━━━━━ TASK DATA ━━━━━

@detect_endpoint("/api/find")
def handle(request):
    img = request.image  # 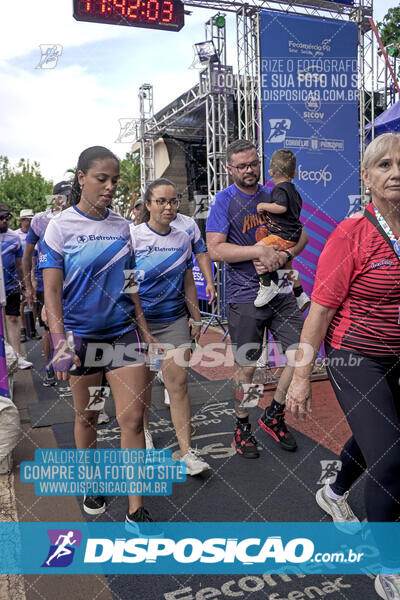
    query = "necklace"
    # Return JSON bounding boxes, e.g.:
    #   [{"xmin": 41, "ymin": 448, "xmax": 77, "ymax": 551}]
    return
[{"xmin": 374, "ymin": 206, "xmax": 400, "ymax": 256}]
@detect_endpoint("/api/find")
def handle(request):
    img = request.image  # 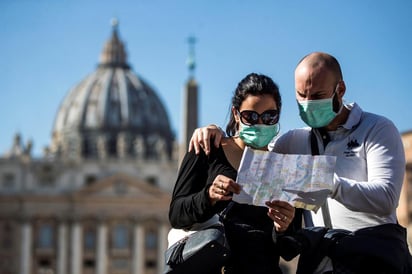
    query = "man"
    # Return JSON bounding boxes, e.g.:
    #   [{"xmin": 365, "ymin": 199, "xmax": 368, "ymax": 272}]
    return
[{"xmin": 189, "ymin": 52, "xmax": 405, "ymax": 272}]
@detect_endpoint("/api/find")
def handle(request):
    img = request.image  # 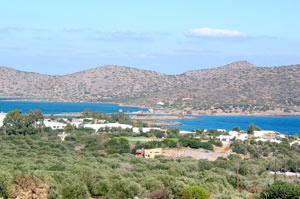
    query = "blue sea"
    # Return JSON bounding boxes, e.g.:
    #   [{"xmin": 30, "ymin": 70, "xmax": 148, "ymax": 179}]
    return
[
  {"xmin": 0, "ymin": 98, "xmax": 147, "ymax": 114},
  {"xmin": 171, "ymin": 116, "xmax": 300, "ymax": 135},
  {"xmin": 0, "ymin": 98, "xmax": 300, "ymax": 134}
]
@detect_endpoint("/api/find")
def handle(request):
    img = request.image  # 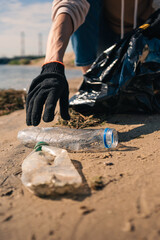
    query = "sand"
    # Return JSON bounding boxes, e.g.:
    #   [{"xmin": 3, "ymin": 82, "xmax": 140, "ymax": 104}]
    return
[{"xmin": 0, "ymin": 76, "xmax": 160, "ymax": 240}]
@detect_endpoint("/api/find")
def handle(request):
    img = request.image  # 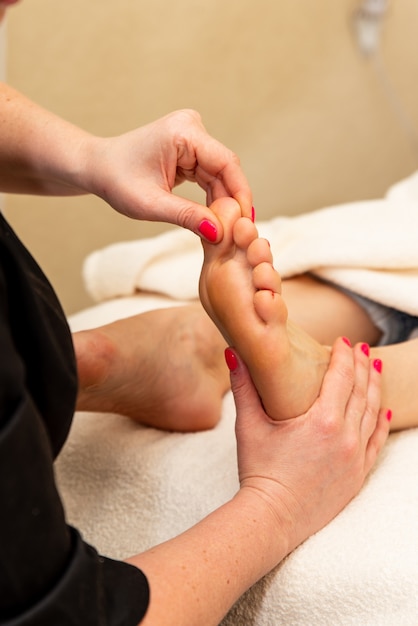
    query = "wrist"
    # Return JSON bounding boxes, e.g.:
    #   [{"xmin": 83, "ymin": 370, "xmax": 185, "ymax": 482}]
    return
[{"xmin": 239, "ymin": 479, "xmax": 310, "ymax": 565}]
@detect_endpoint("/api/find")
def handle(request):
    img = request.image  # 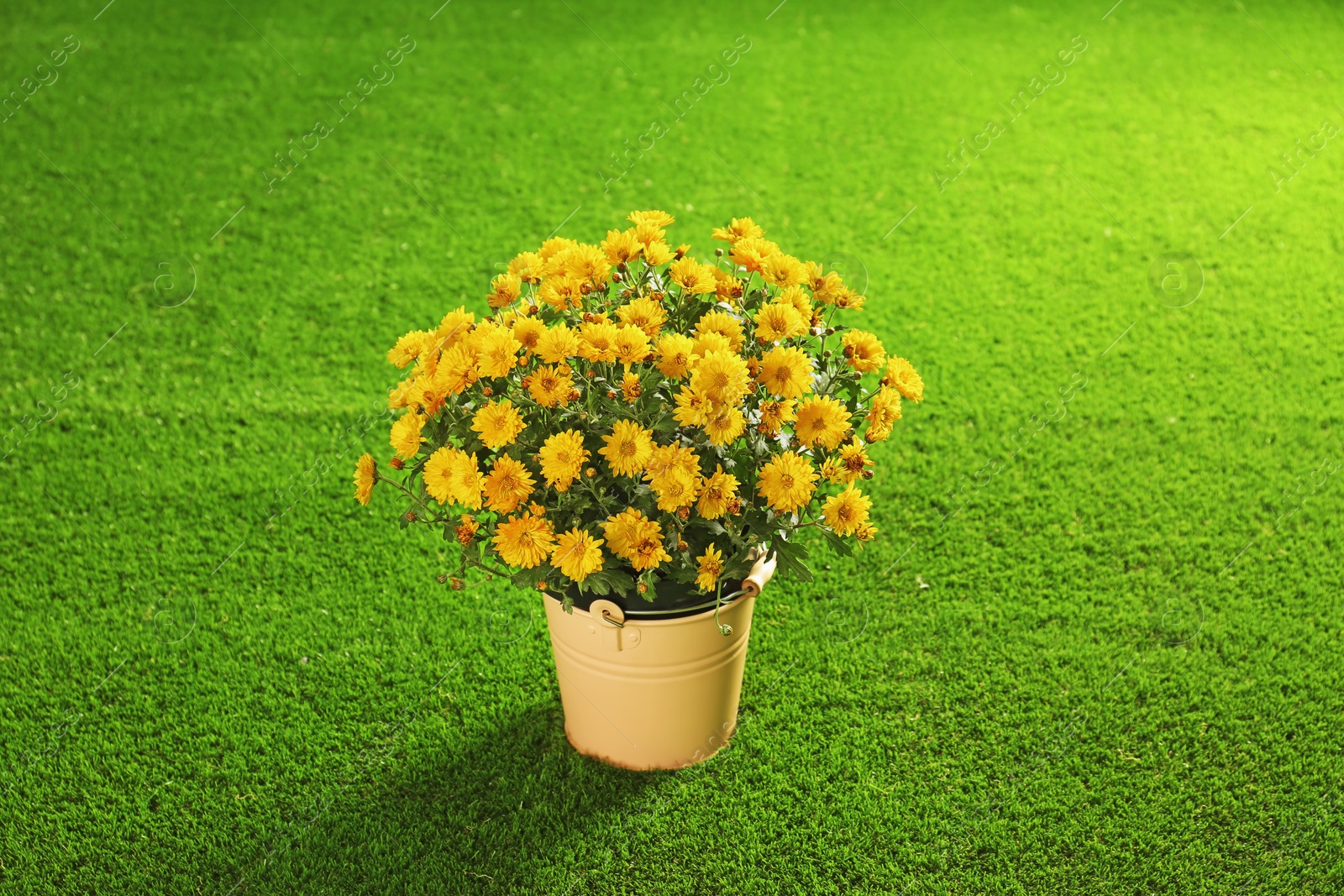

━━━━━

§ YOUR OBJECTIVE: Please show every line in the rows above that contains the string "query", copying each line in full.

§ FULL RESPONSE:
    query = "necklace"
    query = "man"
    query = "blue sea"
    query = "sand"
    query = "wrist"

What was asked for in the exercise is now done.